### Try it
Every line of the material is to be set down again without any change.

### Supplied data
::::::::::

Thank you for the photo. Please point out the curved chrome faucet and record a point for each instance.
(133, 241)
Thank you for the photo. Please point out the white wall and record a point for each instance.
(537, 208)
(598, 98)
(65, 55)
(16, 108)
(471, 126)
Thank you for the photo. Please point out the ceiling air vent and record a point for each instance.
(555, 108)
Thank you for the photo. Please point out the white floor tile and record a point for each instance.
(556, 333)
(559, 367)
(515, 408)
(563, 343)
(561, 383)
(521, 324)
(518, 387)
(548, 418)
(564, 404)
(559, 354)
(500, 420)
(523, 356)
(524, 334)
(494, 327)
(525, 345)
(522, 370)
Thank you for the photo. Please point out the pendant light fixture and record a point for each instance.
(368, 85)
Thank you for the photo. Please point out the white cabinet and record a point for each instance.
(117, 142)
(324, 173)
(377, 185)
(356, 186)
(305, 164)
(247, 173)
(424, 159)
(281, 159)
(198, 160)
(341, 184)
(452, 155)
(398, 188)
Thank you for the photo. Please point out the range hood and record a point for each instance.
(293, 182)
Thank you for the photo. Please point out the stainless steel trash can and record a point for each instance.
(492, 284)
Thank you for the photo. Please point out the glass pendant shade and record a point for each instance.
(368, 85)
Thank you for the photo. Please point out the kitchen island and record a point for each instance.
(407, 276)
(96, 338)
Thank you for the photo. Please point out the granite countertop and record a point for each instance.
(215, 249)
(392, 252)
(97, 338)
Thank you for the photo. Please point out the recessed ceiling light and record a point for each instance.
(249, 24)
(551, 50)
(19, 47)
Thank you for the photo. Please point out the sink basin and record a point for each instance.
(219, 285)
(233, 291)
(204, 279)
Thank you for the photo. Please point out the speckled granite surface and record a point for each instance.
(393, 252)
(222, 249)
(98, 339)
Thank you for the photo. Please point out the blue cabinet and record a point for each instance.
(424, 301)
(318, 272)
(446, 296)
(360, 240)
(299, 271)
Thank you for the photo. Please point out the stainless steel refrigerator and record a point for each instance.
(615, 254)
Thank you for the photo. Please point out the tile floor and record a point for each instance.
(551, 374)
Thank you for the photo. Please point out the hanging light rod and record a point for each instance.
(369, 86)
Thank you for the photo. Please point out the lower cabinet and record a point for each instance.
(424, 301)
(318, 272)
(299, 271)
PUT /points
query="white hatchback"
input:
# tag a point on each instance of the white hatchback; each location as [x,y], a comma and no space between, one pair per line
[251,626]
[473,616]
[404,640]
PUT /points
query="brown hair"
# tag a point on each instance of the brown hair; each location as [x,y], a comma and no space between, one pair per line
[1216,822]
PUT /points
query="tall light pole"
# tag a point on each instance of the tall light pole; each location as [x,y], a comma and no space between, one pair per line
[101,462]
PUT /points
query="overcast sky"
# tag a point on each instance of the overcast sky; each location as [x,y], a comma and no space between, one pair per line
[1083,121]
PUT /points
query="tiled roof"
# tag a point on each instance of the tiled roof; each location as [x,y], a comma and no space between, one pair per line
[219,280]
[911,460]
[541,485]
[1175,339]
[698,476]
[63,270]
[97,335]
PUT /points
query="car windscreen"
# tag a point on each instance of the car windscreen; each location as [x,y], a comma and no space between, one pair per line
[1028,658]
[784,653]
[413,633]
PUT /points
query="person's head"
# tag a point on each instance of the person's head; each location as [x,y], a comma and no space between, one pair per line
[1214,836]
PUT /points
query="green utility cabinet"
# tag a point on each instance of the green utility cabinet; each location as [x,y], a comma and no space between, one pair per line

::::::::::

### Exercise output
Thank you for the photo. Please point out the curved chrome faucet and record a point for each instance.
(133, 241)
Thank you for the photo. Please point out the white wall and record a point for each instance.
(537, 208)
(598, 98)
(65, 55)
(16, 108)
(471, 126)
Thank you for the photo. Please point out the ceiling air vent and record a point for each instance.
(555, 108)
Thank you for the photo. Please point out the white floor tile and record a point for each instance.
(556, 333)
(559, 367)
(515, 408)
(563, 343)
(561, 383)
(521, 324)
(518, 387)
(548, 418)
(564, 404)
(559, 354)
(500, 420)
(523, 356)
(524, 334)
(494, 327)
(525, 345)
(522, 370)
Thank you for the photo. Please point out the pendant light fixture and record a point for each instance.
(368, 85)
Thank you for the photo. Please point out the white cabinet and record a point for each instance.
(117, 142)
(324, 173)
(377, 185)
(356, 186)
(305, 164)
(247, 173)
(424, 159)
(281, 159)
(198, 160)
(341, 184)
(452, 155)
(398, 188)
Thank you for the photo. Please point out the range hood and record a point for each instance.
(293, 182)
Thank you for the photo. Please point out the stainless steel trash can and record a point for each instance.
(492, 284)
Thank you for the photo. Please point out the glass pendant shade and record a point for each instance.
(368, 85)
Thank you for the photo. Please point out the kitchen island and record a point for each instance.
(407, 276)
(96, 338)
Thank you for the photo. Please point out the granite countertop and record a point for each instance.
(215, 249)
(392, 252)
(97, 338)
Thank you for the photo. Please point out the recessed ceiling light and record a point for each instance.
(249, 24)
(551, 50)
(19, 47)
Thank you for the photo. Please point out the sink basin and record a point for each instance.
(219, 285)
(233, 291)
(204, 279)
Thank you for the photo. Please point out the speckled granite surface and record a point for each instance.
(393, 252)
(222, 249)
(98, 339)
Thank you for the photo. Please point out the blue cabinet and record a point for each instance.
(424, 301)
(318, 272)
(446, 296)
(360, 240)
(299, 271)
Thank you for the photo. Please point out the stainless steel refrigerator and record a point for each instance.
(615, 254)
Thank you for the photo. Please point out the tile floor and record a point for each instance.
(551, 374)
Thank you for the photo. Please point out the hanging light rod and record a point for each instance.
(369, 86)
Thank you for the photo. Please point out the lower cabinet and record a point for each instance.
(424, 301)
(318, 272)
(299, 271)
PUT /points
query="white hatchback"
input:
# tag a point on each instance of the white hatchback; each location as [x,y], a comma and no space between, one pair per line
[251,626]
[473,616]
[404,640]
PUT /points
query="brown hair"
# tag a point on each instance of the brown hair; each location as [x,y], a comma and no space between, one pair per line
[1216,822]
PUT /points
query="tall light pole"
# tag a point on each instance of the tall light pole; each location as [x,y], a comma and no space between, one pair per line
[101,462]
PUT /points
query="overcast sky"
# tag a point on each instance of the overcast sky; each location as [x,y], a comma and no space between, one pair per line
[1083,121]
PUT /points
query="tiled roof"
# tag a point on each instance of the tiled roof; each location as [x,y], a comma and no space between, one pair per line
[219,280]
[911,460]
[541,485]
[1175,339]
[698,476]
[63,270]
[97,335]
PUT /points
query="car windscreen"
# tag a point on each instance of the car windscreen; each location as [x,y], a comma and no space between, one pair per line
[1028,658]
[784,653]
[413,633]
PUT /points
query="person's head"
# tag a point on each instance of the person's head; each location as [x,y], a comma and no space between, one pair per line
[1214,836]
PUT /points
query="green utility cabinet"
# tag a point on each instance of the green utility cabinet; each location as [x,y], a comma and no space between, one pair per line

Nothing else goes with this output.